** Opening Reading passage block **
The more fanciful among us old Fleet Street hacks, however, would have given our eye teeth for an exclusive interview with Raisa, especially since Cameron now admits that he "probably rode" her. Raisa presumably knew more than we do about why Mr Cameron chose to meet top executives of News International 26 times in 15 months. The rest of us, though, are still puzzled about why Cameron, an apparently decent individual, whatever you think of his politics, chose to fish for a press secretary in the Murdoch swamps, and how he could have come up with the editor of – of all papers – the "News of the Screws". Whatever Andy Coulson knew about phone-hacking or criminal behaviour by his journalists, had David Cameron never held a copy of the News of the World and asked what sewers had been plumbed? Face it – a horse would never have come up with a rag like that.
Raisa might have had some fascinating things to tell us about Coulson's predecessor, the great flame-headed editor, and the smooth-faced, smooth-talking politician, as they trotted along the over-manicured Chipping Norton lanes. But the longer we meditate upon Raisa's story, the more we should be reminded of Gulliver's Travels and its terrible and misanthropic conclusions.
Gulliver, having discovered on his travels the incorruptible Houyhnhnms, who have no concept of untruth, discovers upon his return to England that he cannot tolerate human society. He spends all his time in the stables. "My Horses understand me tolerably well; I converse with them at least four Hours every Day. They are strangers to Bridle or Saddle; they live in great Amity with me, and Friendship to each other."
** Closing Reading passage block **
> [The task] Write out the entire passage about Raisa the horse word for word. The items have no part in this work and can be ignored.
** Opening Excerpted data block **
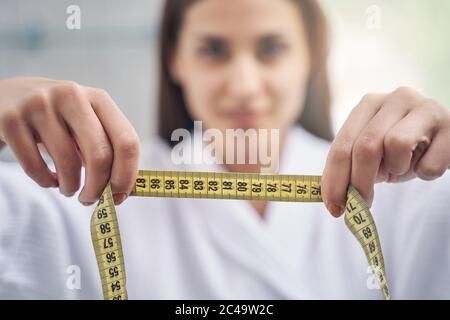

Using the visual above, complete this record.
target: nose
[227,55,262,100]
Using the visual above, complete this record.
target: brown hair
[158,0,333,145]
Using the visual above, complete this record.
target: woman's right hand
[0,77,140,205]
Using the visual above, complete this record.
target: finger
[384,107,439,176]
[53,83,113,204]
[350,95,410,207]
[414,128,450,180]
[321,94,386,217]
[1,112,58,188]
[32,112,81,197]
[89,88,140,204]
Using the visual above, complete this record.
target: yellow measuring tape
** Closing Excerpted data block **
> [Expected answer]
The more fanciful among us old Fleet Street hacks, however, would have given our eye teeth for an exclusive interview with Raisa, especially since Cameron now admits that he "probably rode" her. Raisa presumably knew more than we do about why Mr Cameron chose to meet top executives of News International 26 times in 15 months. The rest of us, though, are still puzzled about why Cameron, an apparently decent individual, whatever you think of his politics, chose to fish for a press secretary in the Murdoch swamps, and how he could have come up with the editor of – of all papers – the "News of the Screws". Whatever Andy Coulson knew about phone-hacking or criminal behaviour by his journalists, had David Cameron never held a copy of the News of the World and asked what sewers had been plumbed? Face it – a horse would never have come up with a rag like that.
Raisa might have had some fascinating things to tell us about Coulson's predecessor, the great flame-headed editor, and the smooth-faced, smooth-talking politician, as they trotted along the over-manicured Chipping Norton lanes. But the longer we meditate upon Raisa's story, the more we should be reminded of Gulliver's Travels and its terrible and misanthropic conclusions.
Gulliver, having discovered on his travels the incorruptible Houyhnhnms, who have no concept of untruth, discovers upon his return to England that he cannot tolerate human society. He spends all his time in the stables. "My Horses understand me tolerably well; I converse with them at least four Hours every Day. They are strangers to Bridle or Saddle; they live in great Amity with me, and Friendship to each other."